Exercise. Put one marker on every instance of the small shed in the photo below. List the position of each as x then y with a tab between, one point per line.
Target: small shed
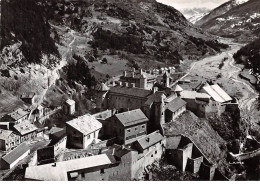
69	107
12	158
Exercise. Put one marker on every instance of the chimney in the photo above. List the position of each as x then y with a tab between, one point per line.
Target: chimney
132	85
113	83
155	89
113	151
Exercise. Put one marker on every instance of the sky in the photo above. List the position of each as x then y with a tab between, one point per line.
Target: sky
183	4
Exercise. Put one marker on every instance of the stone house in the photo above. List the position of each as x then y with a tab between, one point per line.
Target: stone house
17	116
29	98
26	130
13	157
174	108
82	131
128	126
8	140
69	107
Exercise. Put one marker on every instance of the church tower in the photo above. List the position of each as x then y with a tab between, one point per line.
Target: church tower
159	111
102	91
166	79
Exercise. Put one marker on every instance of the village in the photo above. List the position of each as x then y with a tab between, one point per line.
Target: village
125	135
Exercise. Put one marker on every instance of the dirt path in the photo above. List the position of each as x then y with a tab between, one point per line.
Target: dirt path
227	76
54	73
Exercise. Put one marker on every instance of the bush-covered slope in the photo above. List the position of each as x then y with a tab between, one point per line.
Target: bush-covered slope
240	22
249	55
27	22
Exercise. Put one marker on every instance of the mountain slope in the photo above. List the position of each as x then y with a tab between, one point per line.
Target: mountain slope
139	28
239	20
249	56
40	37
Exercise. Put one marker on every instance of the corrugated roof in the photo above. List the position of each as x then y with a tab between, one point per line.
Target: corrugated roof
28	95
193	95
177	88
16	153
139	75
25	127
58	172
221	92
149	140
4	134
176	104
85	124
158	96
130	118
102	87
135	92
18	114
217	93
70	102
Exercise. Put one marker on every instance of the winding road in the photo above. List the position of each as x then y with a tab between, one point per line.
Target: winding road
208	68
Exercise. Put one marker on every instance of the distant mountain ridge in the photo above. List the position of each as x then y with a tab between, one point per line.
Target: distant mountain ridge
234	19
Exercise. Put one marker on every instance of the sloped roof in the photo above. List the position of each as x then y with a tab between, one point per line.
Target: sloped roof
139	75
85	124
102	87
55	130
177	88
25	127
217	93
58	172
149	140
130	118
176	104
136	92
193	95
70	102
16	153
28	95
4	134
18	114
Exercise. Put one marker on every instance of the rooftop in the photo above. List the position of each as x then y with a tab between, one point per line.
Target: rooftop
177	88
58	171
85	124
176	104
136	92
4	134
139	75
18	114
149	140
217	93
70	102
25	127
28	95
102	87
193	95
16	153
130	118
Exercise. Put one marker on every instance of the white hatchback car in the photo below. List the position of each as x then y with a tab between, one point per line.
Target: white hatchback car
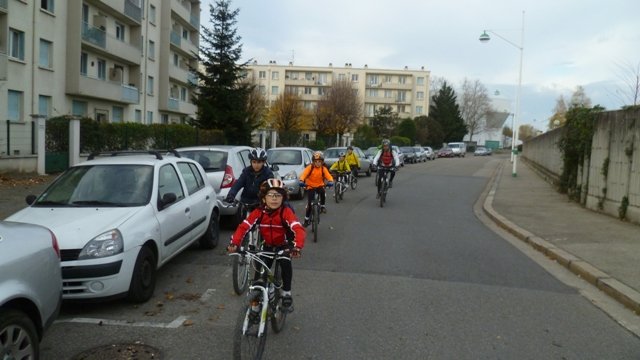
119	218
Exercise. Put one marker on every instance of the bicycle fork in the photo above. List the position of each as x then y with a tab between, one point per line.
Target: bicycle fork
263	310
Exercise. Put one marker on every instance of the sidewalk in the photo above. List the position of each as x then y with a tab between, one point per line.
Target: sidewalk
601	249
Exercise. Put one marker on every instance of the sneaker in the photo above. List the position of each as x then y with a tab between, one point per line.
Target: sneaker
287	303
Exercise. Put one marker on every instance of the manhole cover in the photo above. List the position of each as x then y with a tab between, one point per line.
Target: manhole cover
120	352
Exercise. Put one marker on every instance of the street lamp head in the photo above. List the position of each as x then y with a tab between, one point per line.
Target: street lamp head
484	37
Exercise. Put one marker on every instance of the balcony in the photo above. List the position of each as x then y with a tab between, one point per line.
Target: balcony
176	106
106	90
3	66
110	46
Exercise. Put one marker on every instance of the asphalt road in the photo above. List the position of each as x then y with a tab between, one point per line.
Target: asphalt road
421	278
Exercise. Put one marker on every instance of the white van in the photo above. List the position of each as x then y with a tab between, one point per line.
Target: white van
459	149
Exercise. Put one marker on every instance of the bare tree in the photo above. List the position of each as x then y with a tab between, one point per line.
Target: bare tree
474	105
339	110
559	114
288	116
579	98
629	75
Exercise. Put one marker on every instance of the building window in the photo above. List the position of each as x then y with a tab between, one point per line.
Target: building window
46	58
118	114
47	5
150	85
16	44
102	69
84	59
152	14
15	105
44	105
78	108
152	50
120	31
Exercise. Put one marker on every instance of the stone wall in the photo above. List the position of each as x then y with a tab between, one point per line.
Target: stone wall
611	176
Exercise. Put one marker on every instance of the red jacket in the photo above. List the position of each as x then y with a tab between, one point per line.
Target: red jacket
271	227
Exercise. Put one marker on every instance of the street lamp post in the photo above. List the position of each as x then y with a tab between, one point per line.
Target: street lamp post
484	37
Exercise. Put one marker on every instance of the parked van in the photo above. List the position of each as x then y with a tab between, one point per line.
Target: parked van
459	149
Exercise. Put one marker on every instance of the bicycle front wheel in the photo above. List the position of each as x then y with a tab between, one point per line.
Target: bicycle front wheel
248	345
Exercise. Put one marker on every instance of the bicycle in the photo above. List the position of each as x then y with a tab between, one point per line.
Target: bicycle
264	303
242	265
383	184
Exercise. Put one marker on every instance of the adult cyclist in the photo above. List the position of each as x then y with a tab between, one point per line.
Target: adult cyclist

WHAT NEEDS TO BE DONE: Copy all of the items above word for word, leaving out the pictures.

RESPONSE:
Exercise. Put one marker on every instance of the small shed in the photo below. List the position of each as x then y with a tab between, one point per line.
Target: small shed
69	107
12	158
Exercise. Put one marker on every instance of the chimney in the photo above. List the position of each as x then y with a tab between, one point per line.
Target: chimney
132	85
113	83
155	89
113	151
Exercise. Put one marker on every instance of the sky in the photo above. List the position of each as x then y with a tab between, one point per line.
Target: sky
183	4
Exercise. Put one marker on every instance of the stone house in the photo above. List the position of each as x then y with a tab between, one point per line.
Target: stone house
17	116
29	98
26	130
13	157
174	108
82	131
128	126
8	140
69	107
Exercise. Put one marker on every instance of the church tower in the photo above. List the position of each as x then y with a tab between, one point per line.
Target: church tower
159	111
102	91
166	79
Exercise. Put one marker on every instance of the village in the photo above. List the position of each as x then y with a tab between, one point per line.
Target: village
125	135
Exercise. Put one marker on every instance of the dirt path in the photo above. List the position of each as x then y with a tab between, one point per line.
Target: dirt path
227	76
54	73
Exercise. Put one marker on every instance of the bush-covered slope in the photo above. List the position of each as x then y with a tab between, one point per line.
Target: bush-covered slope
240	22
249	55
27	22
Exercise. Put one marker on every instance of the mountain slope in the photo above. List the position of each as x then y with a tab between, one point per line.
Target: mountain slope
139	28
239	20
249	56
40	37
Exercise. Put one marker on every instance of the corrugated roof in the photo above. List the position of each as x then y with a tab between, one point per line.
Target: corrugated roof
28	95
193	95
177	88
16	153
139	75
25	127
58	172
221	92
149	140
4	134
176	104
85	124
158	96
130	118
102	87
135	92
18	114
217	93
70	102
Exercise. Put one marker on every instance of the winding road in the photo above. List the position of each as x then y with a tab between, one point per line.
Target: winding road
208	68
Exercise. Put one marker on every instance of the distant mountain ridge in the photo above. List the position of each as x then y with a tab between, one point per line.
Target: distant mountain ridge
234	19
Exercise. Put one marker on every instance of the sloped roof in the photo above. List the position of each as x then y with a tab between, one point per line.
Target: sloped roof
139	75
85	124
102	87
55	130
177	88
25	127
217	93
58	172
149	140
130	118
176	104
136	92
193	95
70	102
16	153
28	95
4	134
18	114
Exercise. Put one marker on every instance of the rooftop in the photo above. List the position of each as x then y with a tab between, one point per line.
Target: rooftop
177	88
58	171
85	124
176	104
136	92
4	134
139	75
18	114
149	140
217	93
70	102
25	127
28	95
102	87
193	95
16	153
130	118
Exercise. Put one marker on every instance of the white hatchback car in the photo below. List the position of each as x then y with a tab between, one point per line.
Target: white hatchback car
119	218
Exercise. Put one marker on every instance of the bicycle fork in the photo above. List the position of each as x then y with a tab between, one point per line.
Target: bicycle fork
263	310
Exercise. Put one marker on every instance of the sidewalk in the photo above. List the position of each as x then y with a tab between, one point per line.
Target: sidewalk
601	249
Exercise. Put one marker on every instance of the sneaker in the photo above. List the position of each as x then y with a tab between, one point per line.
Target: sneaker
287	303
Exercise. Put one marker on every instance of the manhole cover in the photo above. List the position of each as x then y with a tab between, one point per line.
Target: manhole cover
120	352
Exercise. Put one marker on every instance of the street lamp head in the photo above. List the position of each as x then y with a tab between, one point per line.
Target: street lamp head
484	37
Exercise. Put one marker on every instance of the balcony in the photo above. List the position of each as x then y with a tab between, one point per line.
Target: balcony
176	106
106	90
3	66
110	46
Exercise. Put one marker on every instance of the asphalt road in the photo above. List the position of each as x then y with a tab between, one point per line.
Target: asphalt road
421	278
Exercise. Put one marker on every instance of the white van in the photo above. List the position of each as x then y with a tab between, one point per line.
Target: white van
459	149
Exercise. Put one marker on every instance of the bare tree in the photo above. List the position of each as x then y with a tab between, one point per line.
Target: bare tree
474	105
339	110
559	114
288	116
579	98
629	75
Exercise. Put one marker on every instance of the building window in the photo above. List the position of each as x then y with a tab between, one point per line.
Target: building window
46	58
118	114
47	5
150	85
16	44
102	69
84	59
152	14
15	105
44	105
78	108
152	50
120	31
Exercise. Put one marker on every instance of the stone wall in the photo above. List the position of each as x then y with a tab between, one point per line.
Target: stone wall
611	176
Exercise. Put one marker on every instance of the red jacket in the photo above. List the position of each as x then y with a tab between, one point per line.
Target: red jacket
271	227
Exercise. Put one marker on every instance of the street lamp post in the photo above. List the position of each as x then y with a tab between, one point per line.
Target: street lamp post
484	37
Exercise. Put one marker on every instance of the parked van in the photo above. List the position of each as x then y with a tab between, one point per line.
Target: parked van
459	149
Exercise. Put one marker on every instance of the bicycle front wheel in the photo above. List the position of each as x then y with a tab between, one point per line.
Target: bicycle front wheel
248	345
Exercise. Put one marker on every instance of the bicycle in the photo above. List the position of each as x then y with a tab between, one point per line.
Target: bicycle
264	303
242	265
383	184
Exercise. Put one marker on every instance of the adult cyclist in the photo above. List the position of each as x then y with a tab between, one point per line.
Target: adult cyclist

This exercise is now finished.